> _Your goal_: Reproduce the forum post below word for word, from its first line to its last, leaving every spelling, capital, and punctuation mark unchanged.

Thx Lost! I DID have a great day yesterday! We went to lunch and then SHOPPING! YAY! I got the CUTEST little dress and took my time finding shoes and accessories. After a few hours playing dress up in the mall we decided we would all go out for drinks and dancing. So we went for pedi and mani, got my hair done and went home to get ready. We met up and went out. I had such a good time. Wore myself out but it was worth it. I of course didnt drink, would mmess with my meds, but I did dance a little. Not so much I am in pain today, but it felt so good to just get out and be the center of attn. :P I still wear my wedding ring so That kept most of the would be "lemme take you home" types at bay. The ones that were persistnt , my friends helped me keep their distance. Still, have to admit it helped my ego a bit. When I got home I took a nice long bubble bath and went to bed. Actually SLEPT for almost 5 hours. (yes, thats good for me lately) So today I have a therapy session and a dr's appt, then Im not sure. Probably clean my apt and take my little brat dog to get groomed. Everyone have a great day
Dusk
Oh, I also found out that this new gf is the second one. There was another that he was seeing since may. He met his new gf thru the old one. That caused a fight and neither my H nor his new gf now talk to the old one. I feel like Im back in high school some days. I'm doing ok, one of you mentioned it had probably been going on a bit longer I think. Again, nothing I can do and I'm going to talk to my therapist about it today. I cried, but not for very loong. Mostly , Im just disgusted. I wasnt about to let him ruin my day yesterday. Oh, and my source was his mom. She sent me an email telling me how sorry she was. I didnt respond yet, I will later after I have gotten thru my appts today.
Hugs to all the other DBers out there. Do the lies just continue to unravel like this? Im staying detached. As best i can anyway.

> _Raw data_:
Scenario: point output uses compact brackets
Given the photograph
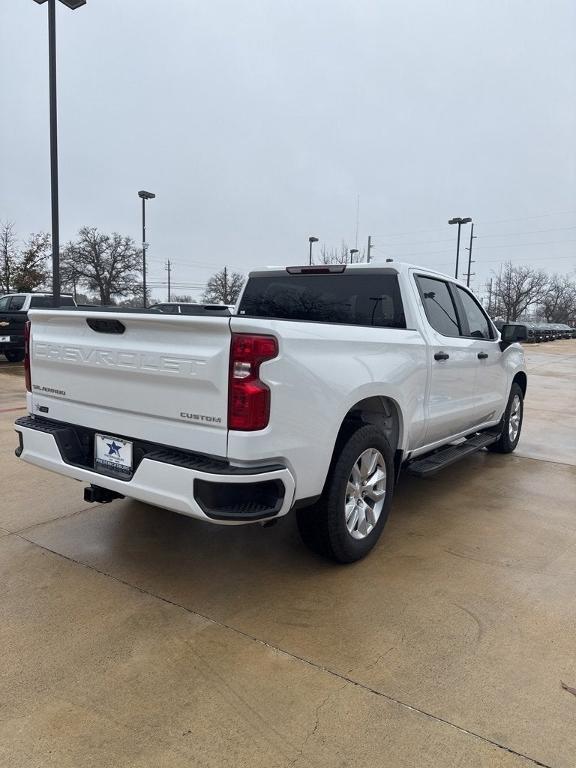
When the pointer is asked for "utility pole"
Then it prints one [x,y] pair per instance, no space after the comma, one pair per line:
[310,241]
[169,270]
[470,262]
[144,196]
[73,5]
[458,220]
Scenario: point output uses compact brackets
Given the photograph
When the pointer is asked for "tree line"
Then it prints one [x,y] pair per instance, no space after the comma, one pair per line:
[107,269]
[520,292]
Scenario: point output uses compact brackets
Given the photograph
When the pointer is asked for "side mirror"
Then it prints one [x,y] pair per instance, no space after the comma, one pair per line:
[512,332]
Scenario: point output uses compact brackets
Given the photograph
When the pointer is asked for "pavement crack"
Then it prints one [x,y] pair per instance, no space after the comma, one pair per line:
[312,731]
[290,654]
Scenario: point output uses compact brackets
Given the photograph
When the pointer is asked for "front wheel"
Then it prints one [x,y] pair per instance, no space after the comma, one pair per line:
[348,520]
[511,423]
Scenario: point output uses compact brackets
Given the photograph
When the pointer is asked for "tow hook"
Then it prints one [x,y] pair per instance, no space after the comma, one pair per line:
[94,494]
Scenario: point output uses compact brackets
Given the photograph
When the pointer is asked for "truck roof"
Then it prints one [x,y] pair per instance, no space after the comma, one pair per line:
[391,265]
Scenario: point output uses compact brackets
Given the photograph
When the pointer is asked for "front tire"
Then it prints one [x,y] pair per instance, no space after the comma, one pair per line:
[511,424]
[349,518]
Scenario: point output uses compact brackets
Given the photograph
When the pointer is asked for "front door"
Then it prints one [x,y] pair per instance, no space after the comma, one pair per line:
[452,406]
[491,381]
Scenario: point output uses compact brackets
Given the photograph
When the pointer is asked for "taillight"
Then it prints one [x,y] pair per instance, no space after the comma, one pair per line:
[248,397]
[27,377]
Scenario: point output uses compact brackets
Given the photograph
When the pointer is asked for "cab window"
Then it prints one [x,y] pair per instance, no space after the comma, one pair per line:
[438,305]
[473,319]
[16,303]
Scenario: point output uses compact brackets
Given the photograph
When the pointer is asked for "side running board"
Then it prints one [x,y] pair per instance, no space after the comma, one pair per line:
[433,462]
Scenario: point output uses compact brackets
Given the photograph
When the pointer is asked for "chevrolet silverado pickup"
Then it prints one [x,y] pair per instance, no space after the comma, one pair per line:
[13,317]
[311,396]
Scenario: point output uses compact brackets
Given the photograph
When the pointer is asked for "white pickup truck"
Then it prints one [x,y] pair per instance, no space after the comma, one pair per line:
[312,395]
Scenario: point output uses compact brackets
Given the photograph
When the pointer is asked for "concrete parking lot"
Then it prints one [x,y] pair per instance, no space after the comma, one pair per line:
[131,636]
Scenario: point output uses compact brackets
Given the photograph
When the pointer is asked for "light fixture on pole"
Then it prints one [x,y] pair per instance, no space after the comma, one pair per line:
[145,196]
[72,4]
[459,221]
[311,240]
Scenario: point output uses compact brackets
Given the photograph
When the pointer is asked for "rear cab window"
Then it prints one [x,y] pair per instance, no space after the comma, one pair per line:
[16,303]
[366,298]
[47,302]
[453,311]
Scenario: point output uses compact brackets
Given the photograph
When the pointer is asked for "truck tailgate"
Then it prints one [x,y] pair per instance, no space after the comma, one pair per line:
[157,377]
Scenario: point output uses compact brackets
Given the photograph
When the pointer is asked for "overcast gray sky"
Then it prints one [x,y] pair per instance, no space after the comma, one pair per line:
[258,123]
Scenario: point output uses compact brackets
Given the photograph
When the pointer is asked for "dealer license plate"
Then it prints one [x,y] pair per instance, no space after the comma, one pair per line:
[112,455]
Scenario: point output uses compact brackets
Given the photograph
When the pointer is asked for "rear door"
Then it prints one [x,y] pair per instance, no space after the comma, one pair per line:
[452,359]
[160,378]
[491,382]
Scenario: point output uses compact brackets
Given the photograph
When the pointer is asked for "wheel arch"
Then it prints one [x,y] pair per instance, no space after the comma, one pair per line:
[383,412]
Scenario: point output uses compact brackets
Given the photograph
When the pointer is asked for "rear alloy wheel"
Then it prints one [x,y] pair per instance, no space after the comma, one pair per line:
[511,424]
[347,521]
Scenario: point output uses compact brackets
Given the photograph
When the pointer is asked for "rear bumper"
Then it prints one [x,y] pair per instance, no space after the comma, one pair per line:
[228,495]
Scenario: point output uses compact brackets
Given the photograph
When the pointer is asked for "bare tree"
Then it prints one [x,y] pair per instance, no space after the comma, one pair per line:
[340,255]
[558,305]
[30,269]
[516,289]
[184,298]
[106,264]
[223,288]
[8,255]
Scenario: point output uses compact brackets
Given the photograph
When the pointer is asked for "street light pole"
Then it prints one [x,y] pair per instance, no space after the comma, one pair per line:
[472,237]
[311,240]
[72,4]
[145,196]
[54,153]
[458,220]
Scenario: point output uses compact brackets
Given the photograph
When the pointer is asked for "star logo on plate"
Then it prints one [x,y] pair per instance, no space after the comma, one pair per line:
[113,449]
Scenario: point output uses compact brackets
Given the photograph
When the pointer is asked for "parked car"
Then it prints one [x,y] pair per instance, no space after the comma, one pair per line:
[13,316]
[311,398]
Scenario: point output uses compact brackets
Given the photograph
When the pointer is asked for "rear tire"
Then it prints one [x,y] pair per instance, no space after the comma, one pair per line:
[511,424]
[15,356]
[349,518]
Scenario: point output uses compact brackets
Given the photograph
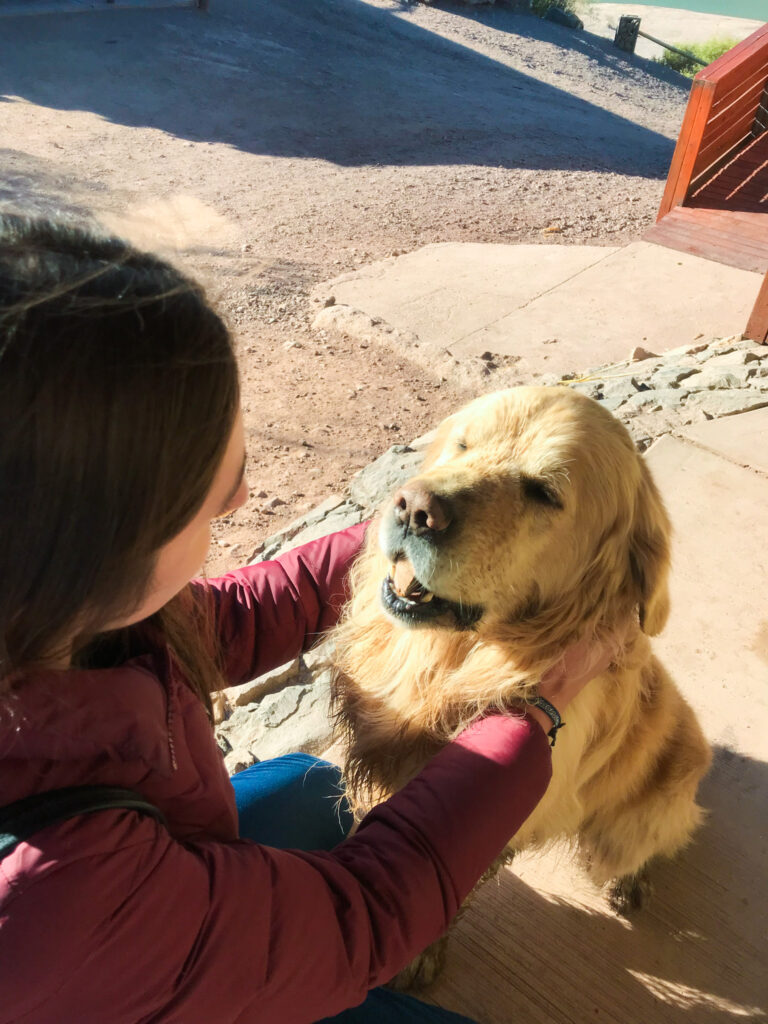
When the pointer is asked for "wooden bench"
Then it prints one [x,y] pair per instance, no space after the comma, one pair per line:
[715,204]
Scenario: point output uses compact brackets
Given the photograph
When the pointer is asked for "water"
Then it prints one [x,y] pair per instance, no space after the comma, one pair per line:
[736,8]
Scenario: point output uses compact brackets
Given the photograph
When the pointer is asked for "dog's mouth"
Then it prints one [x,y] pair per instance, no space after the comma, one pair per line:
[404,597]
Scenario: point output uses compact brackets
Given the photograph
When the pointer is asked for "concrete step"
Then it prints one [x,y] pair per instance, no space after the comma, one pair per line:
[557,308]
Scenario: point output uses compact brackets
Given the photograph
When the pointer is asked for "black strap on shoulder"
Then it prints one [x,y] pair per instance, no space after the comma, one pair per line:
[26,817]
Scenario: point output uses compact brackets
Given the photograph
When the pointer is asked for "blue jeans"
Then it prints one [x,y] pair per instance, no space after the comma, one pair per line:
[297,802]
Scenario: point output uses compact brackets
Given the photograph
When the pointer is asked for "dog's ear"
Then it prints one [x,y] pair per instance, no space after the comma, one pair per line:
[649,554]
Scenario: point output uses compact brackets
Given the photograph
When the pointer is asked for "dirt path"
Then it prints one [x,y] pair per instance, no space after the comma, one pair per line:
[269,145]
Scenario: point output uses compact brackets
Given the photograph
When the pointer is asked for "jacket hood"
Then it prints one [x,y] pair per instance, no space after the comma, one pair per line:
[78,715]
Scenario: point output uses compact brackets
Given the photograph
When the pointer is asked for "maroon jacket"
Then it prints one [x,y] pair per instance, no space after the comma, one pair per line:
[112,919]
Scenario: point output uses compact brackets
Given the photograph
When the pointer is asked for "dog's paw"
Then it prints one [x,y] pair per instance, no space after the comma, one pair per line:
[424,970]
[629,894]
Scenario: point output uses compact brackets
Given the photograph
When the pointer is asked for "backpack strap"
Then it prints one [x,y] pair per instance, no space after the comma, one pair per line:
[25,817]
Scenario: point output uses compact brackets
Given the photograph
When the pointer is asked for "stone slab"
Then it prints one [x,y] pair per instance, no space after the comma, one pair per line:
[740,438]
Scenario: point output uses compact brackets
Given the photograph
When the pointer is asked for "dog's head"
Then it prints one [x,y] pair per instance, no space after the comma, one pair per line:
[532,506]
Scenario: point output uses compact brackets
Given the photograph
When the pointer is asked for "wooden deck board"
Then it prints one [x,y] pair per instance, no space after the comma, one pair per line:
[716,235]
[743,181]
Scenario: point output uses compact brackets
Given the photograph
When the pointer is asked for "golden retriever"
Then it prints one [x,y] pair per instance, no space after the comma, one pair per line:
[534,523]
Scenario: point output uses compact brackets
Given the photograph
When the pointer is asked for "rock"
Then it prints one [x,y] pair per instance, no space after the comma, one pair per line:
[732,357]
[718,403]
[560,16]
[318,657]
[297,718]
[723,377]
[245,693]
[374,483]
[639,353]
[239,760]
[667,377]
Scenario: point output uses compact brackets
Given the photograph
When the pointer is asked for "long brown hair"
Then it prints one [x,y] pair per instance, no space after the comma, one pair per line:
[118,394]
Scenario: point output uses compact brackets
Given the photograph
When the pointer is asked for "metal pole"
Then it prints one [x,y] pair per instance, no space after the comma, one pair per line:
[658,42]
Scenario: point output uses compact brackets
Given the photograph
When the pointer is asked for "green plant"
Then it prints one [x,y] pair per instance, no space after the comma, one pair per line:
[707,51]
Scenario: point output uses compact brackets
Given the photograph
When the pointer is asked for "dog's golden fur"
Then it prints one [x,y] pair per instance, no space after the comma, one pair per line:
[580,553]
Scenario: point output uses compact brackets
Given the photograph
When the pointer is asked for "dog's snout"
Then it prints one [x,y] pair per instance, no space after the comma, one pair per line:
[421,511]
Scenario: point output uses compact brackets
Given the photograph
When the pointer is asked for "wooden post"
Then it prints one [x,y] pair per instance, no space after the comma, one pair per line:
[627,33]
[757,329]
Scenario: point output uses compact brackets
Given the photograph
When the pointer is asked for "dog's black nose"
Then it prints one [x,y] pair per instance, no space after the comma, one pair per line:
[420,510]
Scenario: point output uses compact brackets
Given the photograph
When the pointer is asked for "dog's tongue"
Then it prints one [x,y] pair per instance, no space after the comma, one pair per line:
[402,577]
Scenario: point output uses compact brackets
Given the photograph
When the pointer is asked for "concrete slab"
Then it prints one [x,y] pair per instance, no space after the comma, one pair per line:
[640,295]
[446,292]
[741,438]
[541,945]
[557,308]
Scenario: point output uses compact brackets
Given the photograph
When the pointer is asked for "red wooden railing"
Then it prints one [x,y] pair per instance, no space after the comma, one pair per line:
[726,109]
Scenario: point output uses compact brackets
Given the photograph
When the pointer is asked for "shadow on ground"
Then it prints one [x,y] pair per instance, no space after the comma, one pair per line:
[338,80]
[695,953]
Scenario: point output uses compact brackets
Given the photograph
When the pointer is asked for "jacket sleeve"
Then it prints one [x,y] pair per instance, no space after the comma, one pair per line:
[267,613]
[238,932]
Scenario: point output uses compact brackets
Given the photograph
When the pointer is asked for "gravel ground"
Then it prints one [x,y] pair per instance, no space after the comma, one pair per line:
[269,145]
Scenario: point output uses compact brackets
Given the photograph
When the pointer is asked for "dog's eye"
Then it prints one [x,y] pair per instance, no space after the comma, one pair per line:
[541,492]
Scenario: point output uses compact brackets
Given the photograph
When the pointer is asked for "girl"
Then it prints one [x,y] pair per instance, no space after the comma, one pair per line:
[199,898]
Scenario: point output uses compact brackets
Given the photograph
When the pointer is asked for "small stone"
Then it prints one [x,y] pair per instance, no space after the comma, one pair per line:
[239,760]
[671,376]
[719,403]
[639,353]
[247,693]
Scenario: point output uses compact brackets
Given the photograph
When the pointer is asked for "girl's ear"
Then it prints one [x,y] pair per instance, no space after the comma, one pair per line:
[649,554]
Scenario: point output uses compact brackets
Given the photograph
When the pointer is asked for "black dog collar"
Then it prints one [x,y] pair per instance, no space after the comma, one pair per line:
[551,712]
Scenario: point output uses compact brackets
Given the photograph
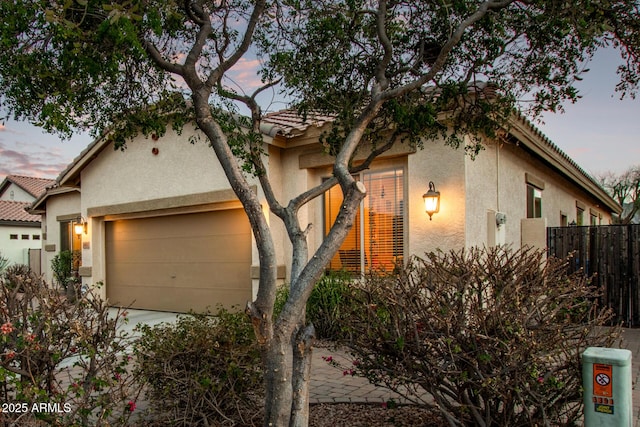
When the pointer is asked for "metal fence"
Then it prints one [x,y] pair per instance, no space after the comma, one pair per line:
[609,253]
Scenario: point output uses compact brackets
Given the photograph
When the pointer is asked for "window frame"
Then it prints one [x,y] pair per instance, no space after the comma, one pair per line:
[534,210]
[365,263]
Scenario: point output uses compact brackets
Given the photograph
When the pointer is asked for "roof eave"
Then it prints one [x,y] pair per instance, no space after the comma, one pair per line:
[39,207]
[548,151]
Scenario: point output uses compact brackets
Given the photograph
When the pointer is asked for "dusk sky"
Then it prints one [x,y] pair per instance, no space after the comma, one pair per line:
[601,132]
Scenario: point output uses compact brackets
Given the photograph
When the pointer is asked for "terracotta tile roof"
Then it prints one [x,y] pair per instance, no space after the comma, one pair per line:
[33,186]
[14,211]
[289,122]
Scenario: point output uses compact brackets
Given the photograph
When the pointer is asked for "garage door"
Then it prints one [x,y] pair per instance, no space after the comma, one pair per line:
[179,262]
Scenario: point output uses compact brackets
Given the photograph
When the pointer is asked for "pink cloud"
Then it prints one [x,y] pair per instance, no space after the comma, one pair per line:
[38,162]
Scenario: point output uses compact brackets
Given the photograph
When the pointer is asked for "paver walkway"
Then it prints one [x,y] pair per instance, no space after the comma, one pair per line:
[329,385]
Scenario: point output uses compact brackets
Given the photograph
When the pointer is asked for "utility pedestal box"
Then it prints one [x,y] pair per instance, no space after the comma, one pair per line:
[606,378]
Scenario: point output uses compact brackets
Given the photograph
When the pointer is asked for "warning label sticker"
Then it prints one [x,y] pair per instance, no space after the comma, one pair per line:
[604,409]
[602,375]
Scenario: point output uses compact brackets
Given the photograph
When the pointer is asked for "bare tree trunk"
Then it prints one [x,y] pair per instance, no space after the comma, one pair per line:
[301,376]
[277,378]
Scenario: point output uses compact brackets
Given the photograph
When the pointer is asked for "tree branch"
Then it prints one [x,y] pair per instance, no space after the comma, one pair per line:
[160,61]
[224,66]
[453,40]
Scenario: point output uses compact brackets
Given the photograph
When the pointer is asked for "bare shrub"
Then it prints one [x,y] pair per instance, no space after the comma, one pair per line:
[494,336]
[203,370]
[62,362]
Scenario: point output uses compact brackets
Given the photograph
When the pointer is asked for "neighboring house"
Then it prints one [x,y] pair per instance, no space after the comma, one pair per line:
[19,230]
[164,231]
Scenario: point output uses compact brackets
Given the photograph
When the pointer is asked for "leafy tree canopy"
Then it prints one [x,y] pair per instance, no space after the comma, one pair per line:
[340,56]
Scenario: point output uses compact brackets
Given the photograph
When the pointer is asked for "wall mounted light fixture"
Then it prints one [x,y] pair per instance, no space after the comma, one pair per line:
[431,200]
[80,226]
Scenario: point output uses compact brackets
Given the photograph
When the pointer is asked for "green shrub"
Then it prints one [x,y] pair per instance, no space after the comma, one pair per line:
[4,263]
[494,336]
[325,307]
[202,370]
[62,267]
[66,355]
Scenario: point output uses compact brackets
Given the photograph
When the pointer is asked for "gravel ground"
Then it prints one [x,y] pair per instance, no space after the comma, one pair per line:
[367,415]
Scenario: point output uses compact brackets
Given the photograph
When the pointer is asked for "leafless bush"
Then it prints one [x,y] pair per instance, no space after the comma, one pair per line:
[494,336]
[203,370]
[62,362]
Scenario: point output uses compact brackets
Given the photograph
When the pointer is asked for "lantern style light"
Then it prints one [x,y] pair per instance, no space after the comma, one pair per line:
[80,226]
[431,200]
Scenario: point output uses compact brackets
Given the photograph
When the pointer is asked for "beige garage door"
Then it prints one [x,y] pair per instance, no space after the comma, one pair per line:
[179,262]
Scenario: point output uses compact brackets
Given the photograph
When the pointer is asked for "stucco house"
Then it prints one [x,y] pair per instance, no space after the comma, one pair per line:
[162,230]
[20,230]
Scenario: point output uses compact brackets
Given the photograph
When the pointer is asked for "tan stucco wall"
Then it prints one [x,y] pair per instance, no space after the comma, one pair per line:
[17,250]
[19,195]
[496,181]
[138,175]
[445,167]
[58,206]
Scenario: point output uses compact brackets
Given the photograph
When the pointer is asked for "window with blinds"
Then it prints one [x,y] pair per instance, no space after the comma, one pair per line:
[376,241]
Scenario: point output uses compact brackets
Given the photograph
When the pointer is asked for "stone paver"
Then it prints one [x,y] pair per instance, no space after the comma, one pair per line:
[330,385]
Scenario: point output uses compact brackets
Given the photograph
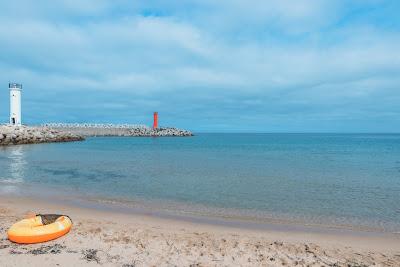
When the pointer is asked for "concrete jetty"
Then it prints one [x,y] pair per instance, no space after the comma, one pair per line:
[134,130]
[20,134]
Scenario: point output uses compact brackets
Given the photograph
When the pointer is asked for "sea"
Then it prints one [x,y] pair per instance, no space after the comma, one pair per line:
[335,180]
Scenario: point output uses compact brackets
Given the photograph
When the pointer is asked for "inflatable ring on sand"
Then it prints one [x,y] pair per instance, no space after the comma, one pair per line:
[40,228]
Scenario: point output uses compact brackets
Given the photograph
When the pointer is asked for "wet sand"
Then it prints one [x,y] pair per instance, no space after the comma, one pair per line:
[115,238]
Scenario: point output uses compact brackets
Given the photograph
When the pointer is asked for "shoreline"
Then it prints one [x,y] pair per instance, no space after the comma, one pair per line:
[189,212]
[100,230]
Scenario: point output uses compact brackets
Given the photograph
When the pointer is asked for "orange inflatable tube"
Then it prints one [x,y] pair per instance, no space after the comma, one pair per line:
[39,229]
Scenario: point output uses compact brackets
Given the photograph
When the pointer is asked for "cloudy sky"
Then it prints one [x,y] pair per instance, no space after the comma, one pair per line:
[206,65]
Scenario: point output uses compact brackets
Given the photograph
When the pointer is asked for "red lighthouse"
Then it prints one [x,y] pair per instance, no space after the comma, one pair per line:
[155,121]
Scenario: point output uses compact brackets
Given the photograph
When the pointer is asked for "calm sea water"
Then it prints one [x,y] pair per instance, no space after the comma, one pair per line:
[351,179]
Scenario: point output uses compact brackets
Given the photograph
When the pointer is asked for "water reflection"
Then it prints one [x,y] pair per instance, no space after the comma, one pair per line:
[16,165]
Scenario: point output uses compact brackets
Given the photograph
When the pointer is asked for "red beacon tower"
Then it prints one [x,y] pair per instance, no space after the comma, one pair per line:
[155,121]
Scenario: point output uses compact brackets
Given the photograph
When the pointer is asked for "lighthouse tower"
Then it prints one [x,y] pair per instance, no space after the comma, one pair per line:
[15,103]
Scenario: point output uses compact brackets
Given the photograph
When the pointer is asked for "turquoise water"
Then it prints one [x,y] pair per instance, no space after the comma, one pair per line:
[350,179]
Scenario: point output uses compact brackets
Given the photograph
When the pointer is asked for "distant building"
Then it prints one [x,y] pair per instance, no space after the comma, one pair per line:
[15,103]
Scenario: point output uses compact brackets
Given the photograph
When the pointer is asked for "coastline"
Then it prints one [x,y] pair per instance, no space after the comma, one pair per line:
[115,237]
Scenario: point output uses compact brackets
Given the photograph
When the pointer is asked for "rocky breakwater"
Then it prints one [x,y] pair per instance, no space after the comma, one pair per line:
[119,130]
[16,135]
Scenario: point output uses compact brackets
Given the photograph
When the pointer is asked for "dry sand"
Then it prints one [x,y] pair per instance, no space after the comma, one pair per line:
[114,239]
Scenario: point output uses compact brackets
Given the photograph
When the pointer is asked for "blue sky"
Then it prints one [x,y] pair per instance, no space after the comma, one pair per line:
[206,65]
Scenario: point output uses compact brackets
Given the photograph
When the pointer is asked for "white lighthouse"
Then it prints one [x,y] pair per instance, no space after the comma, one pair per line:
[15,103]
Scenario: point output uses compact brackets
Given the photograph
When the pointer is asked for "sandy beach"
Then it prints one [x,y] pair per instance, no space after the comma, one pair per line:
[111,238]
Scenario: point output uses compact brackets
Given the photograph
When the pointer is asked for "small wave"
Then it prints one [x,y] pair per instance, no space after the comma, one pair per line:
[11,180]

> _Written answer_:
Thx Lost! I DID have a great day yesterday! We went to lunch and then SHOPPING! YAY! I got the CUTEST little dress and took my time finding shoes and accessories. After a few hours playing dress up in the mall we decided we would all go out for drinks and dancing. So we went for pedi and mani, got my hair done and went home to get ready. We met up and went out. I had such a good time. Wore myself out but it was worth it. I of course didnt drink, would mmess with my meds, but I did dance a little. Not so much I am in pain today, but it felt so good to just get out and be the center of attn. :P I still wear my wedding ring so That kept most of the would be "lemme take you home" types at bay. The ones that were persistnt , my friends helped me keep their distance. Still, have to admit it helped my ego a bit. When I got home I took a nice long bubble bath and went to bed. Actually SLEPT for almost 5 hours. (yes, thats good for me lately) So today I have a therapy session and a dr's appt, then Im not sure. Probably clean my apt and take my little brat dog to get groomed. Everyone have a great day
Dusk
Oh, I also found out that this new gf is the second one. There was another that he was seeing since may. He met his new gf thru the old one. That caused a fight and neither my H nor his new gf now talk to the old one. I feel like Im back in high school some days. I'm doing ok, one of you mentioned it had probably been going on a bit longer I think. Again, nothing I can do and I'm going to talk to my therapist about it today. I cried, but not for very loong. Mostly , Im just disgusted. I wasnt about to let him ruin my day yesterday. Oh, and my source was his mom. She sent me an email telling me how sorry she was. I didnt respond yet, I will later after I have gotten thru my appts today.
Hugs to all the other DBers out there. Do the lies just continue to unravel like this? Im staying detached. As best i can anyway.